[WRITTEN TASK]
How many lines of the material below contain the word "sign"? Reply with only the number.

[MATERIAL PROVIDED]
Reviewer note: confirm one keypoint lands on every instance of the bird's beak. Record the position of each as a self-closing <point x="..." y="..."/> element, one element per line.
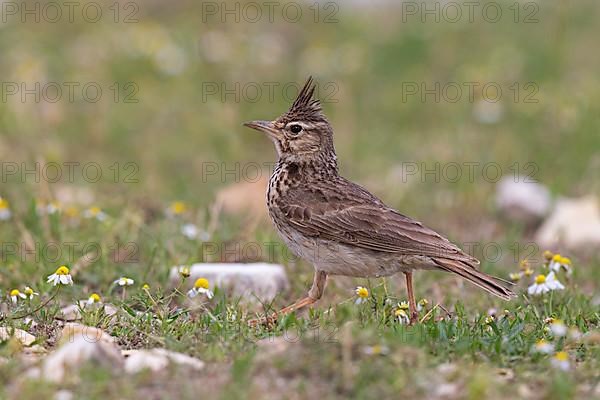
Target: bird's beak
<point x="264" y="126"/>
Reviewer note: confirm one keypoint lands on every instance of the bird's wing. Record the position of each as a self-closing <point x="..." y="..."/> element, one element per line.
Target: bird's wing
<point x="349" y="214"/>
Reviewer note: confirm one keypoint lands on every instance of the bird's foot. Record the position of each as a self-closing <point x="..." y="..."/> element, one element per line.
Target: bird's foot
<point x="272" y="319"/>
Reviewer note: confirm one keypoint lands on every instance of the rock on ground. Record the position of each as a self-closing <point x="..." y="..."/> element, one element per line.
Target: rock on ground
<point x="574" y="223"/>
<point x="521" y="200"/>
<point x="25" y="338"/>
<point x="263" y="280"/>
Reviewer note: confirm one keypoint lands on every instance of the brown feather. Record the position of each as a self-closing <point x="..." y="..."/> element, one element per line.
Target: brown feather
<point x="495" y="286"/>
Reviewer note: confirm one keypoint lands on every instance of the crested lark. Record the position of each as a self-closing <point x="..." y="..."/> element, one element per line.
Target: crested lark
<point x="340" y="227"/>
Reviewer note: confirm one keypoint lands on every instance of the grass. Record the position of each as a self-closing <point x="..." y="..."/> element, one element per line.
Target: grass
<point x="156" y="150"/>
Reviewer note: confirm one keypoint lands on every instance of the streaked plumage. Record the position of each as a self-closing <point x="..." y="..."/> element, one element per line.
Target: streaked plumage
<point x="337" y="225"/>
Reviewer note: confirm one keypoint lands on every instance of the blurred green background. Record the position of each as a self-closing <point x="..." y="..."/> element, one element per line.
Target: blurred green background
<point x="158" y="64"/>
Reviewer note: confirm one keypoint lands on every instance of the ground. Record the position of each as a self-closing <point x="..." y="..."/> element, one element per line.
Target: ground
<point x="166" y="131"/>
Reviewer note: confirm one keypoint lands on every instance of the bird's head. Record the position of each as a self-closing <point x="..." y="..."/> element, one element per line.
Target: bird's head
<point x="303" y="132"/>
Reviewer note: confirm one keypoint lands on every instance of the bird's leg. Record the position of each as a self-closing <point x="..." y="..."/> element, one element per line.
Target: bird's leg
<point x="412" y="305"/>
<point x="314" y="294"/>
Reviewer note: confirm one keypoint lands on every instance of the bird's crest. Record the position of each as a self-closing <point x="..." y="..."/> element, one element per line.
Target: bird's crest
<point x="305" y="107"/>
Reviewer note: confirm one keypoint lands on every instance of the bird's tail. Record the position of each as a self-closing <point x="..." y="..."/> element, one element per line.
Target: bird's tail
<point x="495" y="286"/>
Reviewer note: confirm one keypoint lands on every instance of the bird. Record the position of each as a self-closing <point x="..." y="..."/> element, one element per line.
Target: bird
<point x="340" y="227"/>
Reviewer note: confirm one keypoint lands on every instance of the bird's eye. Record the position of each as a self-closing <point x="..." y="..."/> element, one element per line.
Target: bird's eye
<point x="295" y="128"/>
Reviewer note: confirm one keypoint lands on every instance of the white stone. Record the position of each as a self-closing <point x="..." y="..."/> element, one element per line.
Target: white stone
<point x="263" y="280"/>
<point x="157" y="359"/>
<point x="25" y="338"/>
<point x="521" y="199"/>
<point x="574" y="223"/>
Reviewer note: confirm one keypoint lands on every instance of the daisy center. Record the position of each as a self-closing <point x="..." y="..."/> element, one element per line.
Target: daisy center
<point x="63" y="270"/>
<point x="201" y="283"/>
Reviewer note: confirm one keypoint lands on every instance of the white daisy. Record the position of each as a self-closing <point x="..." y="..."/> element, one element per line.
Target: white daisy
<point x="61" y="276"/>
<point x="362" y="294"/>
<point x="124" y="281"/>
<point x="94" y="298"/>
<point x="558" y="328"/>
<point x="15" y="294"/>
<point x="559" y="262"/>
<point x="30" y="293"/>
<point x="544" y="283"/>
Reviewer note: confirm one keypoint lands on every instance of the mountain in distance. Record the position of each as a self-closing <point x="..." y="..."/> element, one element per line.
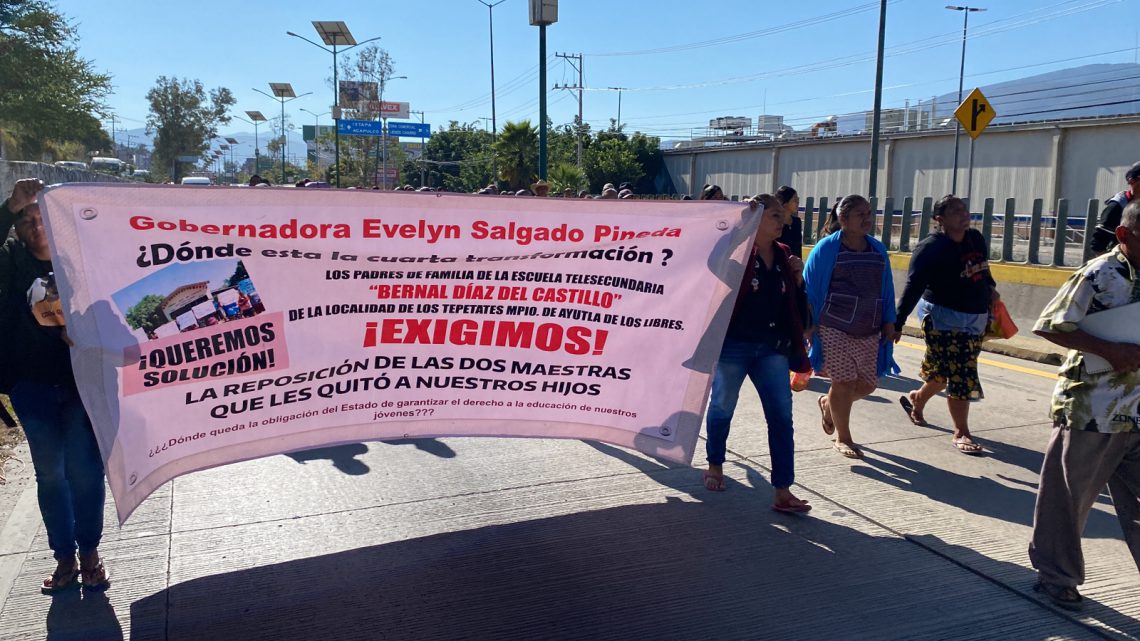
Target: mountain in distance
<point x="1085" y="91"/>
<point x="244" y="148"/>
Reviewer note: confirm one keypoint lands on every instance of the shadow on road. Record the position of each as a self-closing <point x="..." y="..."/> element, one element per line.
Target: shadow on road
<point x="82" y="616"/>
<point x="432" y="446"/>
<point x="978" y="495"/>
<point x="1023" y="578"/>
<point x="725" y="568"/>
<point x="343" y="457"/>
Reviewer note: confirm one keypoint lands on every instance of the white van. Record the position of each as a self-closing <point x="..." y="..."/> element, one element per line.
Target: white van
<point x="107" y="165"/>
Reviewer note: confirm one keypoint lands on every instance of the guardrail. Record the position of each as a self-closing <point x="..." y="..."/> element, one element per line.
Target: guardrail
<point x="1053" y="238"/>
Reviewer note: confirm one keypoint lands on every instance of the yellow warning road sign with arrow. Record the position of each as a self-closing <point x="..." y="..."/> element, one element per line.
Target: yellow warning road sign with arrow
<point x="975" y="113"/>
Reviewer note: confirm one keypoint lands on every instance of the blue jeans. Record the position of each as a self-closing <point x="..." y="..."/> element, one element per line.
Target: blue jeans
<point x="68" y="468"/>
<point x="768" y="371"/>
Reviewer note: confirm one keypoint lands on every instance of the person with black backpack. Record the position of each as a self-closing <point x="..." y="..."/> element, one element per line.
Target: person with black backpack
<point x="1104" y="236"/>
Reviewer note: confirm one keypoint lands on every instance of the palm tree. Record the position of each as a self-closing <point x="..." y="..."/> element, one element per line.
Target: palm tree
<point x="516" y="153"/>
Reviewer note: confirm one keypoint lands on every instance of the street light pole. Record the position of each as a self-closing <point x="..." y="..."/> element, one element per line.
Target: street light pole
<point x="877" y="119"/>
<point x="255" y="119"/>
<point x="334" y="33"/>
<point x="490" y="29"/>
<point x="283" y="90"/>
<point x="423" y="148"/>
<point x="961" y="74"/>
<point x="383" y="129"/>
<point x="542" y="102"/>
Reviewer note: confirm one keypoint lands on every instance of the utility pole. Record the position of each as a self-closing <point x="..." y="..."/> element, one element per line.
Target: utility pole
<point x="878" y="103"/>
<point x="543" y="13"/>
<point x="961" y="74"/>
<point x="490" y="30"/>
<point x="579" y="88"/>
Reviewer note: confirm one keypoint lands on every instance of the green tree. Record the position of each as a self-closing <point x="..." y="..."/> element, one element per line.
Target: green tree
<point x="567" y="175"/>
<point x="516" y="154"/>
<point x="611" y="161"/>
<point x="457" y="159"/>
<point x="49" y="92"/>
<point x="184" y="119"/>
<point x="648" y="152"/>
<point x="145" y="314"/>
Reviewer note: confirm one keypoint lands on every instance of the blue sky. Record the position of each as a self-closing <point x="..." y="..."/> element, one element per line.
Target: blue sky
<point x="804" y="61"/>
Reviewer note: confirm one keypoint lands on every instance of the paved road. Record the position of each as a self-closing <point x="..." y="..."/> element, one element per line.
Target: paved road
<point x="488" y="538"/>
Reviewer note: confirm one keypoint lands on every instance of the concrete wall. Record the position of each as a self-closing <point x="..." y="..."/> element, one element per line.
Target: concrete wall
<point x="1075" y="160"/>
<point x="10" y="171"/>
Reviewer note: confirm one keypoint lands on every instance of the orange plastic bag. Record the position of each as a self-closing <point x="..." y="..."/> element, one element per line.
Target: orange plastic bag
<point x="799" y="380"/>
<point x="1001" y="324"/>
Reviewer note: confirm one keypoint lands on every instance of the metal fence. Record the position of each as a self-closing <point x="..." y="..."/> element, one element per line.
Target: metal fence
<point x="1057" y="238"/>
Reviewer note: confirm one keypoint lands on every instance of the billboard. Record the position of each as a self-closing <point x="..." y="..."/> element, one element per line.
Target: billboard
<point x="352" y="92"/>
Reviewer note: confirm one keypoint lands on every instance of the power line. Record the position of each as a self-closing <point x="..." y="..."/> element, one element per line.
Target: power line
<point x="748" y="35"/>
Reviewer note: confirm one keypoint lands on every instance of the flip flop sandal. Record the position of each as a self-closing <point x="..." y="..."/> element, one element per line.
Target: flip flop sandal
<point x="968" y="447"/>
<point x="60" y="582"/>
<point x="717" y="484"/>
<point x="791" y="509"/>
<point x="829" y="426"/>
<point x="1061" y="595"/>
<point x="848" y="451"/>
<point x="97" y="578"/>
<point x="909" y="407"/>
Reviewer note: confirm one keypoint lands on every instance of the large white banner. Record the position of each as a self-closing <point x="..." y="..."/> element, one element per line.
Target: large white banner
<point x="214" y="325"/>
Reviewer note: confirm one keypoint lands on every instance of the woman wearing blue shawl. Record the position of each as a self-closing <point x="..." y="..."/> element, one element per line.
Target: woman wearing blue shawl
<point x="852" y="297"/>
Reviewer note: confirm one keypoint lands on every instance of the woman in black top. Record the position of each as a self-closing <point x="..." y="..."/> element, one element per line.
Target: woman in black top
<point x="951" y="286"/>
<point x="35" y="370"/>
<point x="794" y="226"/>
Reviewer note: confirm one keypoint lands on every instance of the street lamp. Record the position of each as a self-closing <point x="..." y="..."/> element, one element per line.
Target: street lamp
<point x="283" y="90"/>
<point x="233" y="170"/>
<point x="255" y="119"/>
<point x="334" y="33"/>
<point x="619" y="90"/>
<point x="423" y="148"/>
<point x="490" y="30"/>
<point x="961" y="74"/>
<point x="542" y="14"/>
<point x="383" y="115"/>
<point x="877" y="118"/>
<point x="316" y="131"/>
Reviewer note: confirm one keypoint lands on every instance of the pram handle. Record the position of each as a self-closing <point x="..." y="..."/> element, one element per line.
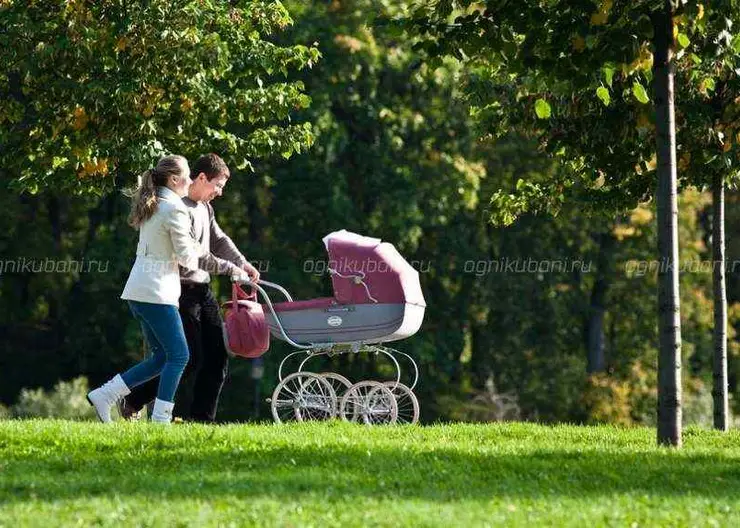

[TASK SOLUTION]
2